- 目標 -
アキシャルギャップ型回転電機のステータコイルに関する文章を、最後の文に続けて書き継いでください。

- 提示文 -
-*-
特許文献1で示すコイルリングの構成であると、導体断面積を広くとることができないため、大電流を流すことができない。また、周方向にのみコイルループを形成するように構成されているため、相数およびターン数の変更などの設計変更に対してプリントパターンをその都度変更しなければならない。
【0011】
特許文献2の構成では、ターン数分のコイルを積層方向に設けているためパターンコイルのループ形成のためには、内外周をカットする工程(トリミング)が必要となり、このカット工程による切り屑が隙間に入り込んでしまうコンタミネーションが発生し絶縁信頼性を確保できないおそれが生じる。そのため、特許文献2の構成では、絶縁空間を小さくできず、ステータコイル断面において絶縁部材を除いたコイルの占有空間(体積)の割合を示す占積率を高めることができない。
【0012】
特許文献3の構成では、単位コイルごとにループが予め形成されたパターンコイルを、保持部材の凹部に嵌め込む構成を採用するときに、特許文献1と同様に相数およびターン数の変更などの設計変更に対する柔軟性にかけ、また、本質的に集中巻の構成しかとることができないため、高出力用途では回転ムラやトルク変動の問題が生じやすい。
【0013】
特許文献4の構成では、個片化された導体バーを配列して所要のコイルパターンを形成する場合は、特許文献2のような内外周をカットするカット工程は不要となるが、各々のバーの組付およびターンを形成するための溶接工程が煩雑となり製作性が低下する。
【0014】
特許文献5の構成は、特許文献1〜4に比較して大電流を流すことができる点では優れているが、その大電流を流すことを維持し、さらに、製造の容易性や絶縁の信頼性を向上させる構成が要望されていた。また、パターンコイルのループ形成のためには、内外周をカットする工程(トリミング)が必要となり、このカット工程による切り屑が隙間に入り込んでしまうコンタミネーションが発生するので絶縁信頼性の確保が要望されていた。
【0015】
そこで、本発明では、前記した問題点および要望に鑑み創案されたものであり、高導体占有率を達成でき、製作性に優れ、かつ、絶縁信頼性の高いアキシャルギャップ型回転電機のステータコイルを提供することを課題とする。
【課題を解決するための手段】
【0016】
前記課題を解決するため、請求項1に記載のアキシャルギャップ型回転電機のステータコイルは、導電体からなる複数の第1コイルピースと、導電体からなる複数の第2コイルピースと、前記第1コイルピースおよび前記第2コイルピースを周方向に配列して係止する凹部を表裏に形成した円環状のベース部材と、を備え、前記第1コイルピースは、長尺状の中間部と、前記中間部の一端および他端にそれぞれ周方向に所定角度を有するように曲折された第1曲折部および第2曲折部と、前記第1曲折部の先端に形成した第1接合部と、前記第2曲折部の先端に形成した第2接合部とを有し、前記第2コイルピースは、長尺状の中間部と、前記中間部の一端および他端にそれぞれ周方向に所定角度を有するように曲折された第1曲折部および第2曲折部と、前記第1曲折部または前記第2曲折部の一方の先端に形成された給電端子接続部と、前記第1曲折部または前記第2曲折部の他方の先端に形成された接合部とを有し、前記第1コイルピースおよび前記第2コイルピースが前記ベース部材の表裏に形成された凹部に配設されると共に、前記第1接合部、前記第2接合部および前記接合部のそれぞれが表裏で対向する前記第1接合部、前記第2接合部および前記接合部を接続して所定コイルループを形成する構成とした。
-*-
- データ行 -
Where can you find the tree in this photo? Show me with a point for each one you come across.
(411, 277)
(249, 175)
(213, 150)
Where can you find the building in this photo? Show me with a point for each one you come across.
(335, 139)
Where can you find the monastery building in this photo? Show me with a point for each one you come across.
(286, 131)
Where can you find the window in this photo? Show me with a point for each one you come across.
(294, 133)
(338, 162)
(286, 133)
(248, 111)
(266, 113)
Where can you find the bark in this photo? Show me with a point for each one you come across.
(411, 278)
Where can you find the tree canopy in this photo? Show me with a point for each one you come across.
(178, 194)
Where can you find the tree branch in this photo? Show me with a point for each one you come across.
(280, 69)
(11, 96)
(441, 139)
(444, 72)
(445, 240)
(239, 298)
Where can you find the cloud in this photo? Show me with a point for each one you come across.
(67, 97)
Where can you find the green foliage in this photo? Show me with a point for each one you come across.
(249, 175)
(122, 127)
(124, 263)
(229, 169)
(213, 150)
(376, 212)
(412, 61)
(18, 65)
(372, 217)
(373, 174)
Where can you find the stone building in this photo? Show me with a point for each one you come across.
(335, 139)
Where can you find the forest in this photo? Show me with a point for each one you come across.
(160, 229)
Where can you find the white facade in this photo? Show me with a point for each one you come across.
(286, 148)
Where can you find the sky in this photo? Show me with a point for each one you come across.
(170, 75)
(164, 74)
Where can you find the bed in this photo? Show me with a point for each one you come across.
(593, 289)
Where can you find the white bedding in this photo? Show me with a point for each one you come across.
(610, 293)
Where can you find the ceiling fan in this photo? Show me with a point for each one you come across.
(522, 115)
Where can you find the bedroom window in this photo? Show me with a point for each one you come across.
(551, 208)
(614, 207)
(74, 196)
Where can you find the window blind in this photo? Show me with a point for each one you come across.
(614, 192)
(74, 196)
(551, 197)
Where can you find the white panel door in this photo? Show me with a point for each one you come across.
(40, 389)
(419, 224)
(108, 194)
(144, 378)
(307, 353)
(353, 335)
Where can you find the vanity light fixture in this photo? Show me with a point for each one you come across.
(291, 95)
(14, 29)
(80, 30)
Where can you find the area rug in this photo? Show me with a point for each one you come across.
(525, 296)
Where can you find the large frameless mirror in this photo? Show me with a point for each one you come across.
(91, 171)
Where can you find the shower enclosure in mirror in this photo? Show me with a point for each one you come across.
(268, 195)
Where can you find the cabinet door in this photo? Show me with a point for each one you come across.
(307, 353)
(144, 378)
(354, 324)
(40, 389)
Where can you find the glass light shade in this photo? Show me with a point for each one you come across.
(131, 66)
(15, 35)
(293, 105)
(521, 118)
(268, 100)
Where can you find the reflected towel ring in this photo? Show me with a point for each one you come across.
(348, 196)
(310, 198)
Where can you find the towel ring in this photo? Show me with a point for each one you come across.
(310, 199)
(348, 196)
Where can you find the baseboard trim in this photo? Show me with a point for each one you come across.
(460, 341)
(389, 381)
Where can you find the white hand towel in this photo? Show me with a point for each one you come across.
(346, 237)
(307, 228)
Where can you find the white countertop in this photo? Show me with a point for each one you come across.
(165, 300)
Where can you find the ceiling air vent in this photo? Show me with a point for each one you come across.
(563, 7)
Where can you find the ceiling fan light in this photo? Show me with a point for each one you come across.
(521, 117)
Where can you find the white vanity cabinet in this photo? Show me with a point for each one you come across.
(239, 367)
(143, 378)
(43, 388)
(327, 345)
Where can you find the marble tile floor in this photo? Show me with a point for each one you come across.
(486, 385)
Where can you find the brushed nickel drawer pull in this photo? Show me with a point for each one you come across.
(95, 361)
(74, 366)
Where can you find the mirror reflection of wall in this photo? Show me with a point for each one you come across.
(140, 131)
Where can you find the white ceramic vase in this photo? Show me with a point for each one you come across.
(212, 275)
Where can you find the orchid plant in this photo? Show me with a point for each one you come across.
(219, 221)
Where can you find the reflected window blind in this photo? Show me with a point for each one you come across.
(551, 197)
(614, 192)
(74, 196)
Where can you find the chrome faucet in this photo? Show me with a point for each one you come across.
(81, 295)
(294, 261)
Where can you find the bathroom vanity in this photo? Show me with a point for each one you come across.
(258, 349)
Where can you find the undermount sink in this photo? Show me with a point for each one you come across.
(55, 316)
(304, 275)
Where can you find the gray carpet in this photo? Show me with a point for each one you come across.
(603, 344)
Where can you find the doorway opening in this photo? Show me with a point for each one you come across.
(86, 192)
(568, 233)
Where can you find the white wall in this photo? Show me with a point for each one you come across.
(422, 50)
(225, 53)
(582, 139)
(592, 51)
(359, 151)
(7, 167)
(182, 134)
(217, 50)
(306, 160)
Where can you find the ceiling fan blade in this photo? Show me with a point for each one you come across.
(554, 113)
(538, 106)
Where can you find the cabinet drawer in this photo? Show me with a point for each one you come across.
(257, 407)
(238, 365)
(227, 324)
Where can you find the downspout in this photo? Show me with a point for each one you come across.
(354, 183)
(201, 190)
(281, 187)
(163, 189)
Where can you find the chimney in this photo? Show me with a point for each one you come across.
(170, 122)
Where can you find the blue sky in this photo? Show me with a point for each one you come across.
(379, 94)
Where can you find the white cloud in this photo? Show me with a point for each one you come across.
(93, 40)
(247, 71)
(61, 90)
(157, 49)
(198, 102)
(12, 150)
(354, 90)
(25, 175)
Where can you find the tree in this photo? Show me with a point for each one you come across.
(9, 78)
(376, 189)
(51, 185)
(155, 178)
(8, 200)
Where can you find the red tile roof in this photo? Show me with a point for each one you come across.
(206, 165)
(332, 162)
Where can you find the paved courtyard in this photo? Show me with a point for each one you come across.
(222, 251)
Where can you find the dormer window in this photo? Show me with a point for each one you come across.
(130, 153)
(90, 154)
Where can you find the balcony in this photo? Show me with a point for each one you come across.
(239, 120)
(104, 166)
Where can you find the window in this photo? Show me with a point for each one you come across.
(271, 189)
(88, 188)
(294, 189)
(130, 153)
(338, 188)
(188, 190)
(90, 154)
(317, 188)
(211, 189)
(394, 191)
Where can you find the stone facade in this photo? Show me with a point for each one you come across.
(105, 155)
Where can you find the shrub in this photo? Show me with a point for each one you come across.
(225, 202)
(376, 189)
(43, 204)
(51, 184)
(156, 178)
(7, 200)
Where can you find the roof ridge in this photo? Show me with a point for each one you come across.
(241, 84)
-*-
- 解答例 -
【0017】
かかる構成によれば、アキシャルギャップ型回転電機のステータコイルは、ベース部材の表裏に形成した凹部に第1コイルピースおよび第2コイルピースを配設して、それぞれの第1接合部、第2接合部および接合部について表裏で対向するものを接続して所定のコイルループを形成すると、導体(第1、第2コイルピース)間の絶縁信頼性を高め、かつ、製作性を高めることができる。また、ベース部材の積層方向においてコイルのターン数を増やす構成とすることができるため、第1コイルピースおよび第2コイルピースと、ベース部材とにおける絶縁箇所についても、従来の周方向にコイルのターン数を増やす図12の構成と比較して大きく削減することができる。そして、第1コイルピースおよび第2コイルピースをベース部材に配設する構成であるため、両コイルピースをプレス等による機械加工により製造でき、かつ、ステータコイルのターン数を変更するような場合には、ベース部材に第1コイルピースおよび第2コイルピースが配設されたコイルユニットの枚数を加算あるいは減算する構成とすれば、対応可能となる。
【0018】
また、請求項1に記載のアキシャルギャップ型回転電機のステータコイルにおいて、前記給電端子接続部は、前記ベース部材の表裏の一面において周方向に隣り合う当該給電端子接続部同士が接続され、前記ベース部材の表裏の他面において前記コイルループに給電を行う給電端子に接続される構成とする。
【0019】
かかる構成によれば、アキシャルギャップ型回転電機のステータコイルは、給電端子接続部がベース部材の内縁側に配設されていれば、そのベース部材の中央側に位置する給電端子と接続され、また、外縁側に配設されていれば、ベース部材の外周側に位置する給電端子と接続されて、形成されているコイルループに電力を供給する。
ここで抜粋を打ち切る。